** Lista de tareas **
1/ Reproduce sin cambios el pasaje del texto sobre la falta de empatía desde "Dudo que exista" hasta "mismos jamás abordarían.".
2/ Prosigue el texto sobre la falta de empatía a partir de su última oración.

Dudo que exista un solo individuo a quien la ausencia de dicha empatía no haya lesionado. Según estadísticas, de hecho, vivimos asolados por una muchedumbre de psicópatas no diagnosticados y encubiertos. O, cuanto menos, de ‘poco empáticos’ sueltos. ¿Ejemplos? El condiscípulo del kínder que, empujado por tacañerías autoinducidas o impuestas desde su hogar, se niega a compartirnos sus útiles. El bully empeñado en importunar a sus compañeros desde preescolar hasta undécimo grado. El colega ‘lamesuelas’ del trabajo en pos de equivocaciones cometidas por sus pares para valerse de éstas como trampolines de ascenso. El funcionario con su clásico “por eso le digo”. Los abanderados del “eso no es problema mío”. Aquellos políticos obsesos con embutirles a sus pueblos soluciones de transporte insufribles que ellos mismos jamás abordarían.
¿Más casos? El conductor que en su pretensión irracional de solucionar un embotellamiento de tráfico a fuerza de pito hace resonar sus decibeles con sevicia, sin analizar que los únicos afectados directos serán los transeúntes próximos, inocentes y ajenos al problema de raíz. Los repartidores de volantes que pese a sabernos atafagados de paquetes y sin manos con qué atenderlos nos extienden publicidades impresas de telefonía móvil o de algún combo ejecutivo con postre y jugo de guanábana, como si fuésemos pulpos. ¿Y qué decir de esa fórmula anti-empática casi instintiva, consistente en mofarse sin asomo de clemencia al observar a otro tropezándose? Bien recuerdo cuando por allá en 2001 la lluvia me postró sobre un andén resbaladizo, y al dolor debido a una subsiguiente lesión de rodilla que me mantuvo incapacitado durante días debí sumar el desdén de quienes me contemplaban carcajeándose sin siquiera acercarse a preguntarme cómo me sentía mientras disfrutaban viéndome reptar.

** Entradas proporcionadas **
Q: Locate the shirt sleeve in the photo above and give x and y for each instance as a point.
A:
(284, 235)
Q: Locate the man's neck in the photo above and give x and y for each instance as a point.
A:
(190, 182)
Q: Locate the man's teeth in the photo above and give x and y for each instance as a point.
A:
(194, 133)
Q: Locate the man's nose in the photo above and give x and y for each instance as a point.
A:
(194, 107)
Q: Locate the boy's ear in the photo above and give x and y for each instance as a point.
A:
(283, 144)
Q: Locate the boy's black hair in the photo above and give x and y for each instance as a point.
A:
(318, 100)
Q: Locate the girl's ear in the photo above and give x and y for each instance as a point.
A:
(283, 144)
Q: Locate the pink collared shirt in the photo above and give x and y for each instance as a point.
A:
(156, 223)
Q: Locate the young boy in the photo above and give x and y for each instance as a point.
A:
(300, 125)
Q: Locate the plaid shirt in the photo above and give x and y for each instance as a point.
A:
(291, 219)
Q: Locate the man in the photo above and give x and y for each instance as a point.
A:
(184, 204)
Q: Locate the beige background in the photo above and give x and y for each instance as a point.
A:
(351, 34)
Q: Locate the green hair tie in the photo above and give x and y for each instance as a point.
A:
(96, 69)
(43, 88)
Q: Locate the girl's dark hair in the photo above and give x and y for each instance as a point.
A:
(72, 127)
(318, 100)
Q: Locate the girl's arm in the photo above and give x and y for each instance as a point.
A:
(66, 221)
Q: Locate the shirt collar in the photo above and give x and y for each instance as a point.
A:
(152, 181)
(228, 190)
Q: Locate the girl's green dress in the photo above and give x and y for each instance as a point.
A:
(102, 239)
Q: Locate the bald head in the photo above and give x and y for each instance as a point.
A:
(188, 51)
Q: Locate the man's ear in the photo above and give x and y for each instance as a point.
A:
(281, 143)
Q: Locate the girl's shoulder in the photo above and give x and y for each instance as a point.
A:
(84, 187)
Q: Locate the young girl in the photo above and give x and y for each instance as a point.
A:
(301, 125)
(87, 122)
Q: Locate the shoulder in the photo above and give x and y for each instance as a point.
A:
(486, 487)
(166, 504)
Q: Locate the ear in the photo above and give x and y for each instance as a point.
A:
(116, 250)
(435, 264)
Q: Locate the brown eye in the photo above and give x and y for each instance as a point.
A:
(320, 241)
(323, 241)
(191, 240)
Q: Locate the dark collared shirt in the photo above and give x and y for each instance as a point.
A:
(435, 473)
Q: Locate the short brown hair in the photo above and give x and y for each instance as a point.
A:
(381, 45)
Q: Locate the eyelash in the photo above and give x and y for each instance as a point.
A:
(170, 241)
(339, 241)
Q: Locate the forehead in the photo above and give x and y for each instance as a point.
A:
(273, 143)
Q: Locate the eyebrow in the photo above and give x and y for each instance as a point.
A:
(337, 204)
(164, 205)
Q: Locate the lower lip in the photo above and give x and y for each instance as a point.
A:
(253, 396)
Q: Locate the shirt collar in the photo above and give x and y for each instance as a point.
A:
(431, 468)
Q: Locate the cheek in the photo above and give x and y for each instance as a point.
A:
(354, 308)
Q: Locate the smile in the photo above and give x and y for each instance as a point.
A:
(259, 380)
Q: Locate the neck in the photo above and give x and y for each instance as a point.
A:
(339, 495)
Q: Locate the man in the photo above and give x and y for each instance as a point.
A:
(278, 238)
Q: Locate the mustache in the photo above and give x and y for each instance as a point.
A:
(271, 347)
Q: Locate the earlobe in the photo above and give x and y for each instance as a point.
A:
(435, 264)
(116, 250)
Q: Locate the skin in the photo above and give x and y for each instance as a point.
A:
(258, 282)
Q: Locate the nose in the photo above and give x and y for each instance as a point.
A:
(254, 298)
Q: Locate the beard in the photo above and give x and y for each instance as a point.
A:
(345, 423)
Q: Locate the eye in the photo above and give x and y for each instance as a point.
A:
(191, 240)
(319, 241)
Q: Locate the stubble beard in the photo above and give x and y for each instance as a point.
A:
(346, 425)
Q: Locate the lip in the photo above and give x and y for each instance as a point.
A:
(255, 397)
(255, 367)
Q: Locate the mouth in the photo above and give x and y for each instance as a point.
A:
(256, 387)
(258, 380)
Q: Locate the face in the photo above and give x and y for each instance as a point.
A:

** Respuestas por tarea **
1/
Dudo que exista un solo individuo a quien la ausencia de dicha empatía no haya lesionado. Según estadísticas, de hecho, vivimos asolados por una muchedumbre de psicópatas no diagnosticados y encubiertos. O, cuanto menos, de ‘poco empáticos’ sueltos. ¿Ejemplos? El condiscípulo del kínder que, empujado por tacañerías autoinducidas o impuestas desde su hogar, se niega a compartirnos sus útiles. El bully empeñado en importunar a sus compañeros desde preescolar hasta undécimo grado. El colega ‘lamesuelas’ del trabajo en pos de equivocaciones cometidas por sus pares para valerse de éstas como trampolines de ascenso. El funcionario con su clásico “por eso le digo”. Los abanderados del “eso no es problema mío”. Aquellos políticos obsesos con embutirles a sus pueblos soluciones de transporte insufribles que ellos mismos jamás abordarían.

2/
Tan poco empáticos como los anteriores son quienes han hecho de la indecencia y la ausencia de gentileza sus doctrinas vitales, cual si gustaran de ser tratados así. Los que no saludan al abordar un ascensor y aquellos que encuentran difícil articular un ‘por favor’, un ‘discúlpame’ o un ‘gracias’. Y, por supuesto, esos que ante cualquier solicitud expresa de ayuda o solidaridad tienen preparado un ‘no’ automático por default. De seguir, saturaríamos enciclopedias enteras. Las líneas se agotan, pero finalizo con una pregunta: ¿no resultaría oportuno en estos tiempos de pretendida reconciliación reflexionar con respecto a la tal empatía y sus poderes sanadores, para así cultivarla como una posibilidad real de redención, propicia en un mundo enfermo de indolencias e indignidades? Hasta el otro martes.